Data for processing:
□ □ □ □ □ □ □

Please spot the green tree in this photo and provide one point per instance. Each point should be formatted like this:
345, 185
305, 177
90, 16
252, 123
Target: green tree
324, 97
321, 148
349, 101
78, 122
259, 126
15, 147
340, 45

□ □ □ □ □ □ □

Reproduce every one of the rows above verbatim, line for line, with no changes.

Please spot the green tree in this photo and provide one point per instance. Each point should be formatted like this:
345, 185
305, 177
90, 16
252, 123
Target: green tree
324, 97
321, 148
349, 101
78, 122
259, 126
15, 147
340, 45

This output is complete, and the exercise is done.